_Problem to solve_. Can you print everything in the review of political metaphor below from "Its target audience" down to "as 'the author'.", word for word?

_Passage to read_.
- - - - -
In terms of UK examples, the author rightly argues Thatcher used metaphor to contrast her rightness with the obvious wrongness of her opponents. For example, 'Conservatism is a Lifeforce' vs 'Labour/Socialism is a Deathforce'; 'Conservative Policies are a Medicine', 'Labour/Socialist policies are a Disease', et cetera (p193). The oppositional stance was a consistent core of her rhetoric, constructing myths that revolved around emphasising Conservative righteousness against Socialist evil. Of course, this was purposefully divisive in order to tap in to the neoliberal reconstruction of the British economy. For the author, this form of myth creation is highly effective but short-lived because the creation of conflict requires - by human instinct - resolution (pp193-94). Thatcherism became something in need of resolving not continuing, because humanity is essentially social and individualism runs contrary to that instinct. Consequently, Thatcher's forms of sharp contrasts yielded powerful but short term political dividends, for which the Conservatives pay a high electoral price for attempting to continue[4].

To see how important rhetorical metaphors can be in challenging perceptions of divisions in parties, the author argues Blair used morality to construct "ethics as politics" (p231). Conventionally, this enabled Blair to contextualise his appeal to the Labour Party using absolutes, and that going forward to victory with him would be morally wise, whilst going backwards to defeat with another leader would be the inverse. Blair's use of metaphor and rhetoric strongly revolved around moral journeys which the party needed to undertake. Blair used metaphor to do more than lead, he used it to shape how the party saw the rationale for socialism. Such was the strength of his rhetorical abilities, he was able to literally change social and moral perceptions of individual activists. For this reason, he is regarded one of Labour's most memorable orators.

Metaphors enable the orator to control their audience. But more than that, the author argues that "metaphors are very effective in political communication because they provide cognitively accessible ways of communicating politics through drawing on ways of thinking by analogy" (p321). Politicians tap into the expectations, fears, and needs of their chosen audience, and use those to advance their own political message. Today, a greater awareness of effective communication techniques has enabled political elites to more overtly use rhetorical and oratorical devices, making their academic study more significant than ever. In the broader field of political science, the academic work of Alan Finlayson, James Martin, Judi Atkins, amongst others are drawing attention to the study of communicative methods. As with this book, modern rhetorical analyses are drawn from the Greek and Roman philosophers and contemporised for today's politician. Despite its importance, it remains an under-developed area of party political analysis, to which this book provides a much needed and vital boost.

Its target audience are those with a particular interest in rhetoric and political communication, yet this should not detract politically interested scholars from taking much from it. Indeed, given the importance of the study of rhetoric and oratory in party politics, this book bolsters the intellectual capital of anyone with an interest in either, making it a 'must have' for any political scientist, with the slight caveat that more could be said about leading orators.


[1] Hereafter referred to as 'the author'.

[2] - 15/1/2013


[4] For more on this, Richard Hayton's Reconstructing Conservatism is worth reading.
- - - - -
_Data records_.
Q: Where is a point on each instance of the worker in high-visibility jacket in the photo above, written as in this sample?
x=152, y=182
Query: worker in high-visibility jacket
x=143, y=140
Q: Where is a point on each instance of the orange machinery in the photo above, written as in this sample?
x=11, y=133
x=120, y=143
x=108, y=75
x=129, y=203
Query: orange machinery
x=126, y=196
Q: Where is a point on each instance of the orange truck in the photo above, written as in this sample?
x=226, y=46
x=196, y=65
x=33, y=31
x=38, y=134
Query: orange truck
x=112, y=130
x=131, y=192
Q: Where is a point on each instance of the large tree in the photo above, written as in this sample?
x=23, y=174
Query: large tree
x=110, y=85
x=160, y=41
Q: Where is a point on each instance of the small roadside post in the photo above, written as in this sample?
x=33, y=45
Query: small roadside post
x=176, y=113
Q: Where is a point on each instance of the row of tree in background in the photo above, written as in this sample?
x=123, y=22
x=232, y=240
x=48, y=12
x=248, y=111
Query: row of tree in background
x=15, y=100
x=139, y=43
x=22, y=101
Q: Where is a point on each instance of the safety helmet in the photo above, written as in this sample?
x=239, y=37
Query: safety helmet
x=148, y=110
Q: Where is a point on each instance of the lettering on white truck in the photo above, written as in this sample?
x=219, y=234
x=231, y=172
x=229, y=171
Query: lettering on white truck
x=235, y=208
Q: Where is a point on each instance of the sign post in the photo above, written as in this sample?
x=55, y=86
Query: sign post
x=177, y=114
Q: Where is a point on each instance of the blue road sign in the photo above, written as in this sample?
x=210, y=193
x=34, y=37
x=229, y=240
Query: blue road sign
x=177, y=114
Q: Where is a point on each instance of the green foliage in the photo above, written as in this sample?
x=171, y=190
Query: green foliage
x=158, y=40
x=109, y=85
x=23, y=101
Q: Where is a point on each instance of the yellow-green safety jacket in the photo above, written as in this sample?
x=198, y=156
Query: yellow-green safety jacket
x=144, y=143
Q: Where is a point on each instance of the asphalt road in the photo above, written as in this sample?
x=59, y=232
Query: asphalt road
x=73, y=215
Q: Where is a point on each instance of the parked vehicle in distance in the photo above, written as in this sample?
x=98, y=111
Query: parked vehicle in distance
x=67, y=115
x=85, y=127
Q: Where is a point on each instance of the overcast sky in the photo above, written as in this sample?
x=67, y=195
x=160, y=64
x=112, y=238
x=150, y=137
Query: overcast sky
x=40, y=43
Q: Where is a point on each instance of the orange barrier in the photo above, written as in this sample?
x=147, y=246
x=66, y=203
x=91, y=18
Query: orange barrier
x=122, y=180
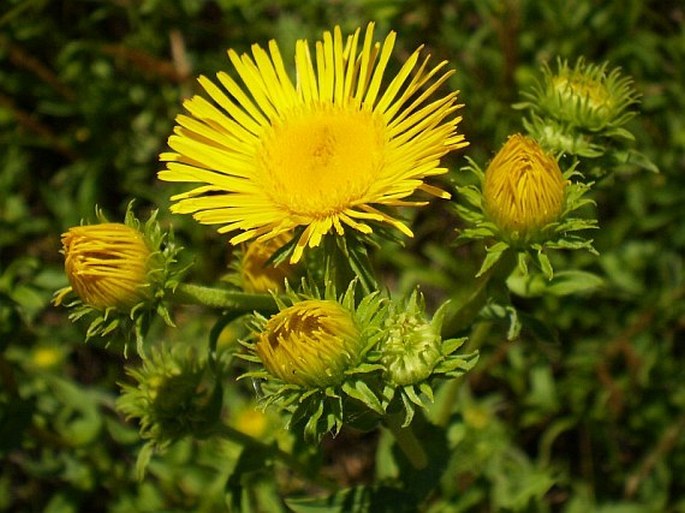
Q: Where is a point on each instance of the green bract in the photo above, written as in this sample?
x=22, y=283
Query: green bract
x=162, y=277
x=560, y=234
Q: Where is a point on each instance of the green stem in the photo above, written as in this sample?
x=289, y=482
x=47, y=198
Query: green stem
x=190, y=294
x=407, y=441
x=245, y=440
x=479, y=335
x=461, y=313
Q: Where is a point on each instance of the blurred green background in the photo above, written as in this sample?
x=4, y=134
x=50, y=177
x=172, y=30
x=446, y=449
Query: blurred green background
x=584, y=411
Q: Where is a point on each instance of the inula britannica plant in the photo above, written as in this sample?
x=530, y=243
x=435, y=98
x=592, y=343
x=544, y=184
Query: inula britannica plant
x=315, y=163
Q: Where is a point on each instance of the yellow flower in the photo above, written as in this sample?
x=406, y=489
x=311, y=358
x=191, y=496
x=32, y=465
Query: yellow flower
x=106, y=265
x=317, y=155
x=258, y=276
x=310, y=343
x=524, y=188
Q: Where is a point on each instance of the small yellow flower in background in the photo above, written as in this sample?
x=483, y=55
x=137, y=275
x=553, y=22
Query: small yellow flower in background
x=252, y=421
x=258, y=276
x=523, y=188
x=310, y=343
x=318, y=155
x=106, y=265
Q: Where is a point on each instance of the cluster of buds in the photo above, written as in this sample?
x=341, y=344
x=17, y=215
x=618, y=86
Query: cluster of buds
x=328, y=361
x=582, y=111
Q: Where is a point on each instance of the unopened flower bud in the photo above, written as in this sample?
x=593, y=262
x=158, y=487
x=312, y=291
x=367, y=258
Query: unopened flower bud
x=310, y=343
x=524, y=189
x=412, y=345
x=106, y=264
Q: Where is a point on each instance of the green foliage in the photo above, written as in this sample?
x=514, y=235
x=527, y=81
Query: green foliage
x=576, y=402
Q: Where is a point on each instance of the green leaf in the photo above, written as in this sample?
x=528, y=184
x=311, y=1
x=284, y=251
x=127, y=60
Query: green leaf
x=361, y=391
x=362, y=499
x=494, y=253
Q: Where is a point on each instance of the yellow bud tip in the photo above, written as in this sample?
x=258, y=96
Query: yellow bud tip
x=310, y=343
x=524, y=187
x=106, y=265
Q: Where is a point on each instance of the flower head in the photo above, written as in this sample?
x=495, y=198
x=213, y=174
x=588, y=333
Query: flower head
x=414, y=354
x=524, y=188
x=310, y=343
x=121, y=274
x=311, y=359
x=106, y=264
x=318, y=155
x=525, y=203
x=172, y=394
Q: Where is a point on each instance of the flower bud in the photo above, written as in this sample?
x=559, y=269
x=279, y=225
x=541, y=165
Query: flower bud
x=412, y=345
x=524, y=189
x=310, y=343
x=106, y=264
x=174, y=394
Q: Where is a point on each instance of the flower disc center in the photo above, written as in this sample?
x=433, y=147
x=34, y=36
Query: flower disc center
x=320, y=162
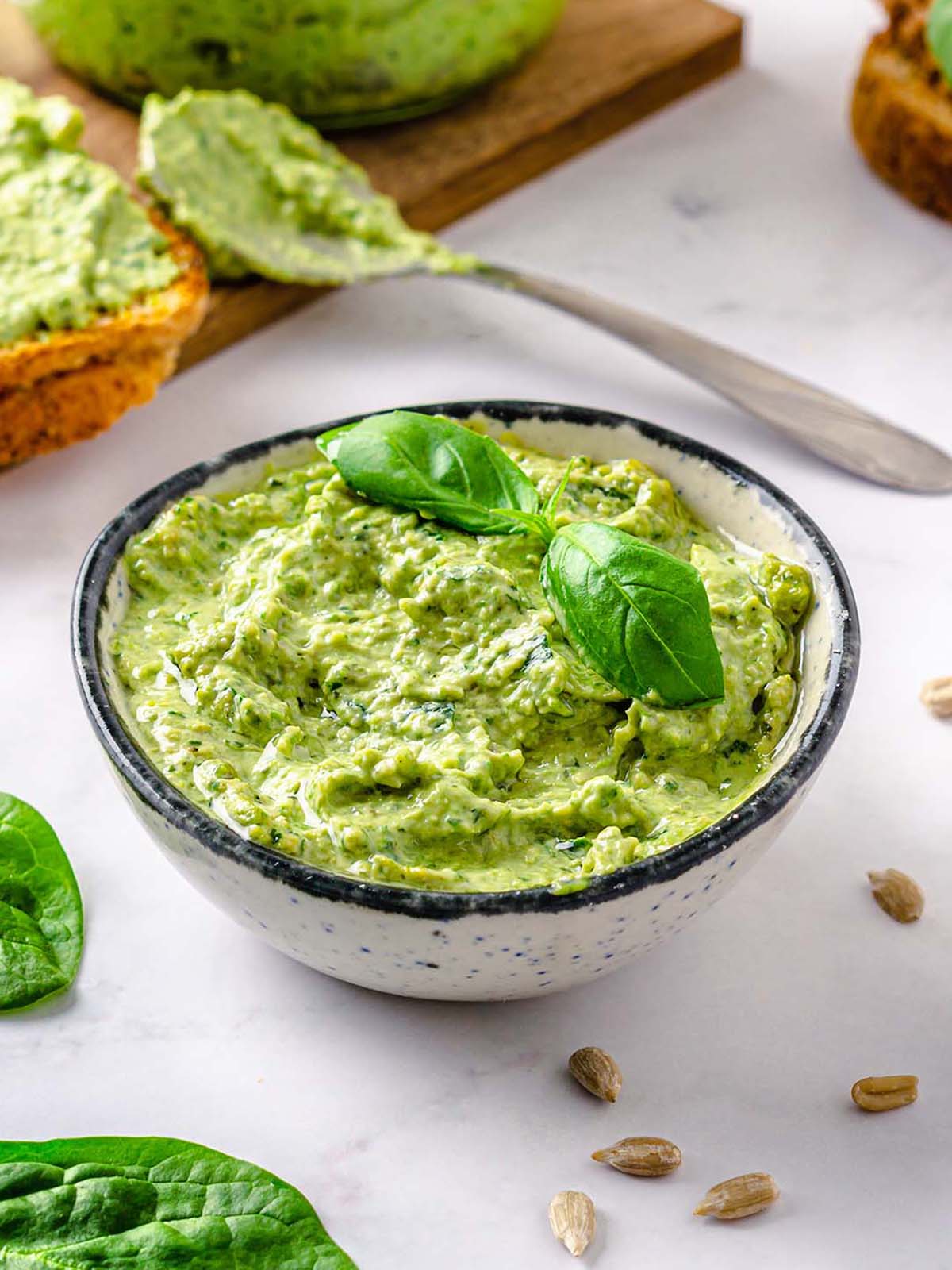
- - - - -
_Finished exercise_.
Its target audience are those with a particular interest in rhetoric and political communication, yet this should not detract politically interested scholars from taking much from it. Indeed, given the importance of the study of rhetoric and oratory in party politics, this book bolsters the intellectual capital of anyone with an interest in either, making it a 'must have' for any political scientist, with the slight caveat that more could be said about leading orators.


[1] Hereafter referred to as 'the author'.